### Written task
Count how many lines in the items below contain the string "target", treating uppercase and lowercase as different, and give only that number.

Start of Extracted information

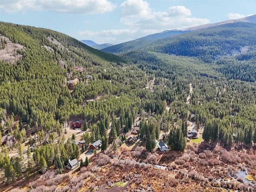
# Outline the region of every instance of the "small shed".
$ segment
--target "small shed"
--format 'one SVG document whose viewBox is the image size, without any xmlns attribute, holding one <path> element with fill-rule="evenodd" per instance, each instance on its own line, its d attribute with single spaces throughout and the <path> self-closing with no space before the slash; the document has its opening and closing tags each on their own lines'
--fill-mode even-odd
<svg viewBox="0 0 256 192">
<path fill-rule="evenodd" d="M 93 151 L 94 149 L 95 150 L 98 150 L 98 149 L 100 149 L 100 148 L 101 147 L 102 143 L 102 141 L 98 140 L 98 141 L 96 141 L 94 143 L 91 144 L 89 146 L 89 148 L 91 151 Z"/>
<path fill-rule="evenodd" d="M 76 159 L 74 159 L 71 160 L 69 159 L 68 165 L 67 165 L 66 167 L 69 169 L 73 170 L 76 167 L 77 167 L 78 166 L 78 162 L 77 160 L 76 160 Z"/>
<path fill-rule="evenodd" d="M 79 121 L 76 121 L 72 123 L 72 127 L 73 129 L 76 128 L 81 128 L 82 127 L 82 122 Z"/>
<path fill-rule="evenodd" d="M 162 140 L 157 144 L 157 146 L 161 151 L 166 151 L 168 150 L 168 146 Z"/>
</svg>

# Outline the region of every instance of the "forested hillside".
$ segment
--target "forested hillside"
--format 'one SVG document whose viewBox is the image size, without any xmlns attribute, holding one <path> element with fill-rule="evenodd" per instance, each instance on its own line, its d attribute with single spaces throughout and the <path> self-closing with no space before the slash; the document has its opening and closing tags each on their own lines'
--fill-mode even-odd
<svg viewBox="0 0 256 192">
<path fill-rule="evenodd" d="M 180 31 L 171 30 L 155 33 L 145 37 L 135 39 L 131 41 L 113 45 L 102 49 L 103 51 L 110 53 L 120 53 L 126 52 L 134 49 L 138 50 L 146 47 L 149 44 L 153 43 L 157 40 L 166 37 L 175 36 L 180 34 L 188 33 L 191 31 Z"/>
</svg>

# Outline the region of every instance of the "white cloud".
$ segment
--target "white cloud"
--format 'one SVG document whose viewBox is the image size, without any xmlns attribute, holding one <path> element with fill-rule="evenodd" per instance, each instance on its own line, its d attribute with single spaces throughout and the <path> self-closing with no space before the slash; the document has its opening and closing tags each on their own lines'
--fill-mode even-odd
<svg viewBox="0 0 256 192">
<path fill-rule="evenodd" d="M 94 14 L 111 11 L 116 5 L 107 0 L 1 0 L 0 8 L 10 13 L 28 10 L 50 10 Z"/>
<path fill-rule="evenodd" d="M 243 15 L 242 14 L 239 14 L 239 13 L 230 13 L 228 14 L 228 16 L 229 18 L 229 19 L 241 19 L 241 18 L 244 18 L 246 17 L 248 17 L 253 15 L 252 14 L 249 15 Z"/>
<path fill-rule="evenodd" d="M 110 43 L 117 44 L 131 41 L 149 34 L 159 32 L 156 30 L 124 29 L 94 31 L 85 30 L 79 31 L 80 39 L 90 39 L 99 44 Z"/>
<path fill-rule="evenodd" d="M 80 31 L 81 39 L 91 39 L 97 43 L 121 43 L 171 29 L 181 29 L 209 22 L 208 19 L 191 17 L 191 12 L 184 6 L 166 7 L 158 11 L 143 0 L 126 0 L 120 5 L 120 22 L 125 29 Z"/>
<path fill-rule="evenodd" d="M 126 0 L 121 4 L 120 22 L 140 29 L 182 29 L 208 23 L 208 19 L 190 17 L 190 10 L 184 6 L 172 6 L 166 11 L 156 11 L 143 0 Z"/>
</svg>

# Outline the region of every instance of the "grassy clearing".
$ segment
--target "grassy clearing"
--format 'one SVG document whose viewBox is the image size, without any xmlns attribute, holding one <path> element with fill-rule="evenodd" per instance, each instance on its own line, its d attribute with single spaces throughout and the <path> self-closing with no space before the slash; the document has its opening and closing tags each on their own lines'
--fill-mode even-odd
<svg viewBox="0 0 256 192">
<path fill-rule="evenodd" d="M 254 183 L 255 182 L 255 180 L 252 175 L 249 175 L 245 178 L 245 179 L 247 179 L 252 183 Z"/>
<path fill-rule="evenodd" d="M 122 182 L 122 181 L 120 181 L 119 182 L 117 182 L 117 183 L 115 183 L 113 184 L 113 186 L 114 187 L 116 186 L 119 186 L 119 187 L 124 187 L 126 185 L 128 184 L 128 181 L 126 182 Z"/>
<path fill-rule="evenodd" d="M 203 139 L 202 138 L 202 135 L 199 136 L 199 138 L 196 139 L 192 139 L 190 140 L 190 143 L 200 143 L 203 141 Z"/>
</svg>

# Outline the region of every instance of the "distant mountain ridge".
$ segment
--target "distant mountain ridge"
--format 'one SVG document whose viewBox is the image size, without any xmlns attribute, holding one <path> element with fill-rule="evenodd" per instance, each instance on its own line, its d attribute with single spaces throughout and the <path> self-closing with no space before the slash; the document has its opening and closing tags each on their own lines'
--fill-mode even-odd
<svg viewBox="0 0 256 192">
<path fill-rule="evenodd" d="M 221 22 L 218 22 L 218 23 L 206 24 L 205 25 L 199 25 L 199 26 L 190 27 L 189 28 L 182 29 L 182 30 L 192 31 L 198 30 L 199 29 L 204 29 L 205 28 L 208 28 L 208 27 L 213 27 L 214 26 L 217 26 L 218 25 L 223 25 L 224 24 L 226 24 L 228 23 L 232 23 L 237 22 L 245 22 L 247 23 L 256 24 L 256 14 L 249 16 L 248 17 L 245 17 L 244 18 L 242 18 L 241 19 L 231 19 L 230 20 L 227 20 L 226 21 L 222 21 Z"/>
<path fill-rule="evenodd" d="M 141 48 L 155 41 L 166 37 L 170 37 L 190 32 L 190 31 L 167 30 L 159 33 L 148 35 L 145 37 L 128 42 L 118 44 L 102 49 L 103 51 L 110 53 L 118 53 L 128 51 L 134 49 Z"/>
<path fill-rule="evenodd" d="M 102 50 L 112 53 L 124 52 L 130 51 L 132 50 L 146 48 L 154 44 L 154 42 L 156 42 L 157 40 L 165 38 L 173 38 L 175 36 L 179 36 L 184 33 L 190 32 L 193 31 L 229 23 L 239 22 L 256 24 L 256 15 L 252 15 L 241 19 L 228 20 L 218 23 L 206 24 L 181 30 L 167 30 L 159 33 L 149 35 L 130 41 L 107 47 L 102 49 Z"/>
<path fill-rule="evenodd" d="M 103 44 L 98 44 L 95 43 L 94 42 L 91 41 L 90 40 L 82 40 L 80 41 L 82 43 L 84 43 L 84 44 L 88 45 L 88 46 L 90 46 L 90 47 L 94 48 L 94 49 L 98 49 L 99 50 L 100 50 L 104 48 L 114 45 L 114 44 L 111 44 L 111 43 L 104 43 Z"/>
<path fill-rule="evenodd" d="M 86 45 L 88 45 L 88 46 L 90 46 L 91 47 L 92 46 L 94 46 L 94 45 L 97 45 L 98 44 L 92 41 L 91 41 L 90 40 L 81 40 L 81 42 L 82 43 L 84 43 Z"/>
</svg>

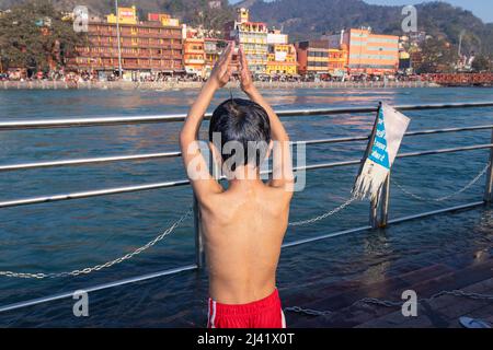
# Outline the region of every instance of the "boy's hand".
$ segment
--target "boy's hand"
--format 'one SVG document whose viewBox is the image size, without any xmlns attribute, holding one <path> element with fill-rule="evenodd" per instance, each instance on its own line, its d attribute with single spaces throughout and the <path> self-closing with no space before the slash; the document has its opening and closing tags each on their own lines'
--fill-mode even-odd
<svg viewBox="0 0 493 350">
<path fill-rule="evenodd" d="M 229 82 L 229 79 L 231 78 L 230 63 L 233 49 L 234 49 L 234 42 L 229 43 L 228 47 L 214 66 L 209 81 L 215 85 L 216 89 L 225 86 Z"/>
<path fill-rule="evenodd" d="M 240 47 L 239 55 L 241 68 L 240 71 L 241 90 L 243 90 L 245 94 L 249 94 L 255 86 L 253 85 L 252 73 L 249 70 L 249 65 L 246 62 L 246 57 L 243 52 L 242 47 Z"/>
</svg>

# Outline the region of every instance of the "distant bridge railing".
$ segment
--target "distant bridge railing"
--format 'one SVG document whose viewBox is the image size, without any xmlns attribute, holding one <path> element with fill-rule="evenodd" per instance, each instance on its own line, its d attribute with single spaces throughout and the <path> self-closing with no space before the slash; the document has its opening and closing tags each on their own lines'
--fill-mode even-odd
<svg viewBox="0 0 493 350">
<path fill-rule="evenodd" d="M 429 110 L 429 109 L 457 109 L 457 108 L 482 108 L 482 107 L 493 107 L 493 102 L 480 102 L 480 103 L 452 103 L 452 104 L 427 104 L 427 105 L 399 105 L 394 106 L 399 110 Z M 311 108 L 311 109 L 289 109 L 289 110 L 279 110 L 277 114 L 279 117 L 288 118 L 288 117 L 303 117 L 303 116 L 329 116 L 329 115 L 341 115 L 341 114 L 366 114 L 366 113 L 376 113 L 378 107 L 342 107 L 342 108 Z M 116 125 L 137 125 L 137 124 L 161 124 L 161 122 L 181 122 L 185 119 L 185 114 L 175 114 L 175 115 L 157 115 L 157 116 L 134 116 L 134 117 L 91 117 L 91 118 L 64 118 L 64 119 L 39 119 L 39 120 L 0 120 L 0 132 L 7 132 L 11 130 L 30 130 L 30 129 L 55 129 L 55 128 L 77 128 L 77 127 L 103 127 L 103 126 L 116 126 Z M 210 114 L 206 114 L 206 119 L 210 118 Z M 383 190 L 381 191 L 381 200 L 380 208 L 377 208 L 376 202 L 370 203 L 370 214 L 369 214 L 369 223 L 368 225 L 353 228 L 349 230 L 339 231 L 334 233 L 326 233 L 323 235 L 318 235 L 309 238 L 301 238 L 293 242 L 287 242 L 283 245 L 284 248 L 297 246 L 300 244 L 307 244 L 310 242 L 316 242 L 320 240 L 325 240 L 329 237 L 340 236 L 343 234 L 356 233 L 366 230 L 385 228 L 388 224 L 404 222 L 409 220 L 420 219 L 429 217 L 437 213 L 457 211 L 461 209 L 473 208 L 478 206 L 483 206 L 484 203 L 490 203 L 493 192 L 493 124 L 492 125 L 481 125 L 481 126 L 468 126 L 468 127 L 457 127 L 457 128 L 443 128 L 443 129 L 426 129 L 426 130 L 416 130 L 416 131 L 408 131 L 405 137 L 413 136 L 424 136 L 424 135 L 436 135 L 436 133 L 446 133 L 446 132 L 461 132 L 461 131 L 477 131 L 477 130 L 492 130 L 492 137 L 490 143 L 482 144 L 472 144 L 472 145 L 463 145 L 456 148 L 444 148 L 444 149 L 434 149 L 427 151 L 420 152 L 409 152 L 409 153 L 400 153 L 398 158 L 413 158 L 413 156 L 422 156 L 428 154 L 443 154 L 443 153 L 452 153 L 452 152 L 465 152 L 472 150 L 481 150 L 481 149 L 490 149 L 489 155 L 489 167 L 486 172 L 486 184 L 484 196 L 481 201 L 469 202 L 465 205 L 448 207 L 445 209 L 426 211 L 419 214 L 413 214 L 403 218 L 397 218 L 392 220 L 388 220 L 389 212 L 389 188 L 390 188 L 390 175 L 387 178 L 386 185 L 383 186 Z M 343 143 L 343 142 L 355 142 L 355 141 L 367 141 L 369 140 L 368 135 L 360 135 L 355 137 L 344 137 L 344 138 L 329 138 L 329 139 L 318 139 L 318 140 L 306 140 L 306 141 L 294 141 L 294 143 L 306 143 L 306 144 L 329 144 L 329 143 Z M 54 166 L 77 166 L 77 165 L 87 165 L 87 164 L 104 164 L 111 162 L 130 162 L 130 161 L 146 161 L 146 160 L 157 160 L 157 159 L 170 159 L 170 158 L 179 158 L 181 153 L 177 151 L 174 152 L 162 152 L 162 153 L 146 153 L 146 154 L 122 154 L 122 155 L 108 155 L 108 156 L 99 156 L 99 158 L 87 158 L 87 159 L 68 159 L 68 160 L 58 160 L 58 161 L 48 161 L 48 162 L 31 162 L 31 163 L 21 163 L 21 164 L 5 164 L 0 165 L 0 172 L 13 172 L 13 171 L 23 171 L 23 170 L 32 170 L 32 168 L 45 168 L 45 167 L 54 167 Z M 340 162 L 330 162 L 322 164 L 313 164 L 306 165 L 301 167 L 295 168 L 295 171 L 311 171 L 311 170 L 320 170 L 320 168 L 332 168 L 332 167 L 341 167 L 341 166 L 349 166 L 349 165 L 358 165 L 362 163 L 360 159 L 340 161 Z M 85 190 L 79 192 L 69 192 L 69 194 L 57 194 L 57 195 L 47 195 L 41 197 L 32 197 L 32 198 L 18 198 L 8 201 L 0 201 L 0 209 L 2 208 L 11 208 L 19 206 L 30 206 L 36 203 L 47 203 L 47 202 L 56 202 L 56 201 L 65 201 L 65 200 L 76 200 L 80 198 L 90 198 L 90 197 L 100 197 L 100 196 L 108 196 L 116 194 L 126 194 L 126 192 L 135 192 L 135 191 L 144 191 L 144 190 L 152 190 L 152 189 L 161 189 L 161 188 L 170 188 L 176 186 L 187 186 L 190 182 L 187 179 L 177 179 L 170 180 L 163 183 L 153 183 L 153 184 L 140 184 L 140 185 L 131 185 L 131 186 L 122 186 L 122 187 L 113 187 L 113 188 L 102 188 L 102 189 L 93 189 Z M 380 209 L 380 212 L 378 212 Z M 162 271 L 157 271 L 144 276 L 137 276 L 124 280 L 118 280 L 110 283 L 99 284 L 90 288 L 85 288 L 87 292 L 104 290 L 107 288 L 113 288 L 117 285 L 124 285 L 128 283 L 134 283 L 138 281 L 144 281 L 157 277 L 174 275 L 183 271 L 195 270 L 204 267 L 204 247 L 202 241 L 202 234 L 199 232 L 198 224 L 198 211 L 196 203 L 194 205 L 194 235 L 195 235 L 195 264 L 191 264 L 187 266 L 168 269 Z M 71 298 L 73 292 L 59 293 L 50 296 L 39 298 L 31 301 L 19 302 L 5 306 L 0 306 L 0 312 L 12 311 L 30 305 L 36 305 L 49 301 L 60 300 L 65 298 Z"/>
</svg>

End of Extracted information

### In response
7